Juçara Marçal: Afe! Itamar já descreveu tão bem nessa canção que qualquer coisa que eu diga vai soar redundante. Esse lance de se espalhar em muitos eus, que podem ser os “eus” da canção, mas são também os que você forja para seguir vivendo e trabalhando com música nesse país. Agora mesmo, com essa pandemia, estamos nós aqui, achando (ou procurando loucamente sem achar, mas sempre na busca) outras maneiras de dizer, de cantar, de escrever, tocar… ser, enfim.
Anelis Assumpção: Essa música resume bem, né? Ela é um manual da existência artística, de uma categoria artística, na verdade. Nem todos os artistas se identificam com essa pluralidade: de serem pessoas normais, comuns, que fazem muitas coisas diferentes e que a arte e o exercício da prática da arte é um ofício dentro dessa existência, mas que há outras verdades também. A minha vida de artista é muito parecida com o que essa canção diz, no sentido de conduzir, de ter muitas frentes de trabalho, de cuidar de uma família, e as normalidades todas humanas… graças, né? Que bom, nenhum tipo de glamour, ou de privilégio que se supõe ter um artista no Brasil. Para mim, vida de artista é uma vida de ralação, uma vida como a de qualquer outro trabalhador brasileiro. A minha casta de artista trabalha muito, rala muito, se inventa, se reinventa, busca, pesquisa, descobre, redescobre, paga impostos, tem muitas dívidas (risos), trabalha muito e ganha pouco dinheiro.

DADOS FORNECIDOS:
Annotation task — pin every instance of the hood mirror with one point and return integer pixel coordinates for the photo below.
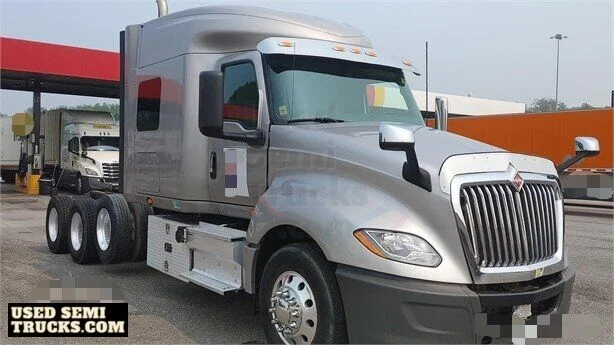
(399, 137)
(441, 113)
(584, 147)
(395, 137)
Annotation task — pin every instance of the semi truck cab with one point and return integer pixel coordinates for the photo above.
(92, 152)
(282, 155)
(81, 149)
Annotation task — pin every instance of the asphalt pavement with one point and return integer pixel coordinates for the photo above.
(165, 310)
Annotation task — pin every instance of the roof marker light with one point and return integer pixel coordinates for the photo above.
(286, 44)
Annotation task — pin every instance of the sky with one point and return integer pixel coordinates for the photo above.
(493, 49)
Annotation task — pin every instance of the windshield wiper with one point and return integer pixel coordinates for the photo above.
(316, 119)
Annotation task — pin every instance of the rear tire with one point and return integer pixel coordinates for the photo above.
(299, 272)
(113, 229)
(140, 213)
(57, 223)
(82, 184)
(82, 234)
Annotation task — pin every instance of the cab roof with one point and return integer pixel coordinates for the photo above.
(226, 29)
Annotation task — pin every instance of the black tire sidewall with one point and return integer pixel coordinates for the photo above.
(121, 228)
(306, 260)
(85, 208)
(62, 205)
(139, 213)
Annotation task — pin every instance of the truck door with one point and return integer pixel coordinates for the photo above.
(237, 170)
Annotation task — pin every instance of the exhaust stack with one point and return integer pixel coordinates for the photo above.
(162, 8)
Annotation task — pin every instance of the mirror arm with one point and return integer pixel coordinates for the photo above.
(571, 161)
(255, 138)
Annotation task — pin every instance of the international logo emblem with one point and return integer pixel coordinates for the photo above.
(515, 177)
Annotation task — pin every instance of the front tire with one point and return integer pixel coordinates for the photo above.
(57, 223)
(299, 298)
(113, 229)
(82, 234)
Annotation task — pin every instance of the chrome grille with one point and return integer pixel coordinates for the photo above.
(510, 228)
(110, 170)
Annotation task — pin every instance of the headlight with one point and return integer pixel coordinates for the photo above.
(91, 172)
(399, 246)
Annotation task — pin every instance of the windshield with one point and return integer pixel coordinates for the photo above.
(333, 90)
(100, 143)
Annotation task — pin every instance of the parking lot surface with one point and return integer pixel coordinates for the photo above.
(165, 310)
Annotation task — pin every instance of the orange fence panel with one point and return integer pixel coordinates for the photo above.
(549, 135)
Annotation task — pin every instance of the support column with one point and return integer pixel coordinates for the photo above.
(36, 113)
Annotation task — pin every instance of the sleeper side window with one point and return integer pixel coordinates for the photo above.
(148, 107)
(241, 95)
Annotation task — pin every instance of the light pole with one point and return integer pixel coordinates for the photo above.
(558, 38)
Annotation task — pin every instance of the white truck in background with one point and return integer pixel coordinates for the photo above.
(81, 149)
(10, 150)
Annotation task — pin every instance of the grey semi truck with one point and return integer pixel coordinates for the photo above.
(282, 155)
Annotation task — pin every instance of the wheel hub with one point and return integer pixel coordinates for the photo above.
(293, 310)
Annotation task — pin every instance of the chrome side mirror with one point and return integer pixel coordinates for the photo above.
(441, 112)
(398, 137)
(588, 146)
(584, 147)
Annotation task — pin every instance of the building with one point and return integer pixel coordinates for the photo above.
(467, 106)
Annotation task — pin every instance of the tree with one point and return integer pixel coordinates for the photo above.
(543, 105)
(112, 108)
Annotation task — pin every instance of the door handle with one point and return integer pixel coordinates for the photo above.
(212, 165)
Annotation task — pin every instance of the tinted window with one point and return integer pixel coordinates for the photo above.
(148, 108)
(241, 95)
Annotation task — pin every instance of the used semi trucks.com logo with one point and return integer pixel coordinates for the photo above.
(68, 320)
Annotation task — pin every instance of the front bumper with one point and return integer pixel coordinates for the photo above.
(382, 308)
(99, 183)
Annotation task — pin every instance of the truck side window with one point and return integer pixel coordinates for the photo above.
(241, 95)
(148, 107)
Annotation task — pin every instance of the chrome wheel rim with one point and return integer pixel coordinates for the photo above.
(103, 229)
(76, 231)
(293, 309)
(53, 225)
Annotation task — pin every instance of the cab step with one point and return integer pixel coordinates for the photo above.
(209, 255)
(210, 283)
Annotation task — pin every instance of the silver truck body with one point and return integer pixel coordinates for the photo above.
(328, 180)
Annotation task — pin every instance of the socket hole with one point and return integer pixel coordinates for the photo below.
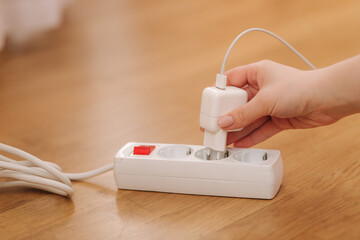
(251, 156)
(202, 154)
(174, 151)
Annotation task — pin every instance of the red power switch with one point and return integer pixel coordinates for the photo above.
(143, 149)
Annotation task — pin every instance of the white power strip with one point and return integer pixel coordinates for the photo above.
(248, 173)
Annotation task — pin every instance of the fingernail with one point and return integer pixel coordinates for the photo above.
(225, 121)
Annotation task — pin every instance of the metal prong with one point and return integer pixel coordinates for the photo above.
(188, 152)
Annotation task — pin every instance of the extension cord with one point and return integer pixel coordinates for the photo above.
(192, 169)
(247, 173)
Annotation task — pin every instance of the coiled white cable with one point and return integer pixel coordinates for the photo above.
(222, 70)
(35, 173)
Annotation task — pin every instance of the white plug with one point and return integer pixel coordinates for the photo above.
(215, 102)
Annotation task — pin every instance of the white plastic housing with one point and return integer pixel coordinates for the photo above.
(214, 103)
(183, 169)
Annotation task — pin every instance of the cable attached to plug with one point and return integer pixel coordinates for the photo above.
(221, 78)
(35, 173)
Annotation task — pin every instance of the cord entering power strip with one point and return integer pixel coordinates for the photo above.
(206, 170)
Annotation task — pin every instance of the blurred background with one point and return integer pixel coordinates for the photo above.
(80, 78)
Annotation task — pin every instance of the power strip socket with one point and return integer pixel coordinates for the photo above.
(174, 168)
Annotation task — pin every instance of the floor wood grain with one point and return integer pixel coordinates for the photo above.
(131, 70)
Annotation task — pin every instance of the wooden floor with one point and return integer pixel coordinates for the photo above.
(120, 71)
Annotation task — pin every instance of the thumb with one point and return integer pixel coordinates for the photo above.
(244, 115)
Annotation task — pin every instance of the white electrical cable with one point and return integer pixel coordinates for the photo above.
(35, 173)
(222, 71)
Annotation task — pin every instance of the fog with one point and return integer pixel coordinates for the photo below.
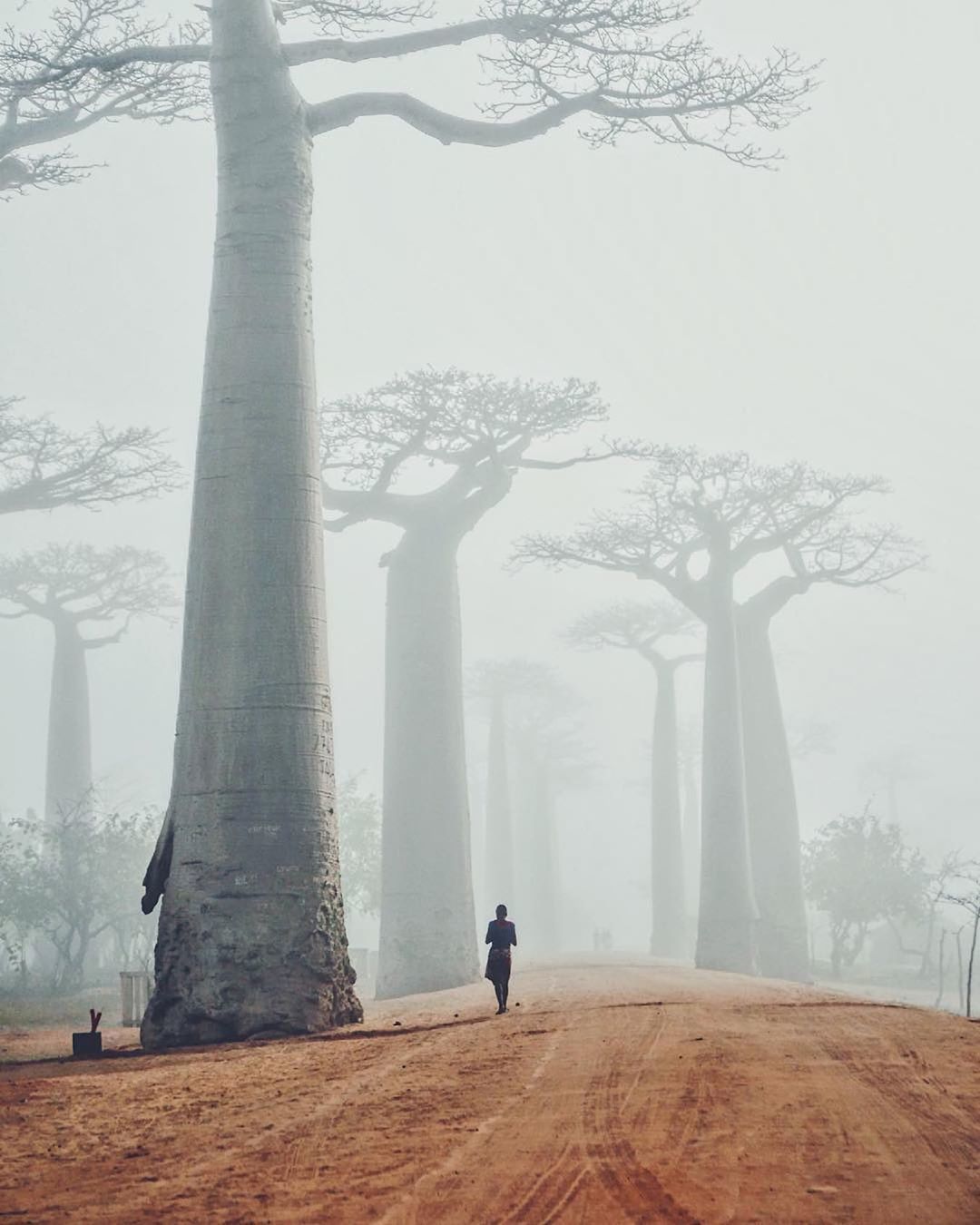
(826, 312)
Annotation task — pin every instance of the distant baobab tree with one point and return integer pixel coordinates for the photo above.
(891, 772)
(646, 629)
(251, 927)
(548, 756)
(695, 524)
(73, 588)
(44, 466)
(490, 685)
(478, 431)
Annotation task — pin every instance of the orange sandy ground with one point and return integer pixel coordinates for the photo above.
(612, 1093)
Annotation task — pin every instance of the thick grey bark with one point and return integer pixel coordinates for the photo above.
(727, 916)
(427, 937)
(499, 851)
(773, 819)
(251, 934)
(667, 849)
(69, 770)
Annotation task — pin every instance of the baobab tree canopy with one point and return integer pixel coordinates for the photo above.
(689, 504)
(44, 466)
(616, 69)
(479, 426)
(86, 584)
(88, 597)
(633, 625)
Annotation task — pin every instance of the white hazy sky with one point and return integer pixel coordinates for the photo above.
(826, 312)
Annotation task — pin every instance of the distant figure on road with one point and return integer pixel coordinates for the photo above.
(500, 936)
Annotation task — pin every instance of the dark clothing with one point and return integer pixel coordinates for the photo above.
(501, 934)
(499, 966)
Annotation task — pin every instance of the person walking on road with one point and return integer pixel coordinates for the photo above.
(501, 935)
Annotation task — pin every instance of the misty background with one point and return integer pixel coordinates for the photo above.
(826, 312)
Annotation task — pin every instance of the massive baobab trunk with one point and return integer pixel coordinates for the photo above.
(727, 916)
(427, 927)
(668, 917)
(499, 855)
(773, 821)
(69, 773)
(251, 934)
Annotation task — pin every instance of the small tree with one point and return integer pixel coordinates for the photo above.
(643, 629)
(860, 872)
(476, 431)
(44, 466)
(965, 893)
(359, 818)
(76, 876)
(73, 587)
(21, 899)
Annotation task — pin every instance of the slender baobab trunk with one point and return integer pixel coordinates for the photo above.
(667, 878)
(727, 916)
(539, 914)
(251, 935)
(69, 774)
(427, 927)
(773, 821)
(691, 837)
(499, 855)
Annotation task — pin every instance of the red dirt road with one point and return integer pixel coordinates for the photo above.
(614, 1093)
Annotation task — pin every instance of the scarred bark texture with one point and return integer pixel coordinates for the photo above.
(427, 937)
(251, 935)
(727, 916)
(668, 919)
(773, 819)
(69, 773)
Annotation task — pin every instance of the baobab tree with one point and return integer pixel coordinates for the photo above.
(251, 934)
(643, 629)
(489, 686)
(478, 431)
(73, 588)
(696, 524)
(44, 466)
(690, 759)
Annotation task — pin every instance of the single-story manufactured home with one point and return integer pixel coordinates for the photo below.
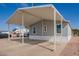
(44, 23)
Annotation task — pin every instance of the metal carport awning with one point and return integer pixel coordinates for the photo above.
(33, 15)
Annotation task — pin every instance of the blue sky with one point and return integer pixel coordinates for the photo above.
(69, 11)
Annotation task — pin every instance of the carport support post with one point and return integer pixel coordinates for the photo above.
(9, 32)
(54, 29)
(61, 28)
(22, 28)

TAREFA PROPOSTA: Retome o texto em estudo, a conversa sobre a vida de artista no Brasil, e continue-o a partir da última frase apresentada.

ESPAÇO DA RESPOSTA:
Vocês já tinham colaborado com D2 antes? Como se deu a parceria no novo disco dele?
Anelis Assumpção: Não, nunca. Eu conheço ele de rolês da música, mas nunca tínhamos trabalhado. Já tinha trabalhado com o BNegão, tenho mais proximidade com ele e com o Black Alien, mas com o Marcelo eu não tinha intimidade. Ele me procurou por conta da aventura de criar um disco dentro da linguagem da virtualidade, dentro da quarentena com as possibilidades à distância, de interação de pessoas diferentes. Um projeto bem ousado, achei muito interessante. As pessoas comentaram que gostariam de mais presenças femininas e ele me disse que o meu nome foi muito bem cotado. Fiquei muito contente em ser lembrada, acredito que o D2 tenha um público diferente do meu, então é um sintoma interessante para mim. Ele me mandou uma base com uma ideia de letra, uma parte da letra feita, e eu de pronto – como uma boa Taurina com ascendente em Capricórnio: missão dada é missão cumprida –, botei os versos que achei que faziam sentido ali depois das nossas conversas. A faixa ficou muito forte, muito potente, acho que é um disco que vai ter um impacto muito interessante nesse tipo de produção. Não é fácil gravar a distância, é difícil de achar a temperatura de uma interpretação dessa forma. Tem uma urgência e uma ansiedade que a virtualidade impulsiona… Uma grande novidade para todos.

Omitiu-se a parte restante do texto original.